O que se pede:
Imprima todas as linhas abaixo sem qualquer alteração, omitindo as imagens.

::::::::

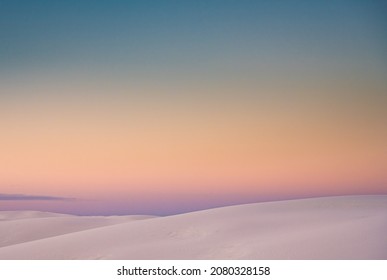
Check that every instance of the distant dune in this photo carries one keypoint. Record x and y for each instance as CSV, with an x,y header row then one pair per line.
x,y
345,227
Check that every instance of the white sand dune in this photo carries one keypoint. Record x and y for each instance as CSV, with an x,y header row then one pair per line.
x,y
346,227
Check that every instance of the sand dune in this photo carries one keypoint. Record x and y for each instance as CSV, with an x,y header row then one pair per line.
x,y
347,227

::::::::

Resolução da tarefa:
Check that every instance of the distant dune in this photo carries one keypoint. Record x and y for each instance as CSV, with an x,y header row then one pair per line.
x,y
345,227
Check that every instance of the white sand dune in this photo carries one keypoint. Record x and y for each instance as CSV, with an x,y header row then one pair per line.
x,y
346,227
Check that every instance of the sand dune in this photo carries one keypoint. Record x and y for each instance as CSV, with an x,y header row then one pair per line.
x,y
347,227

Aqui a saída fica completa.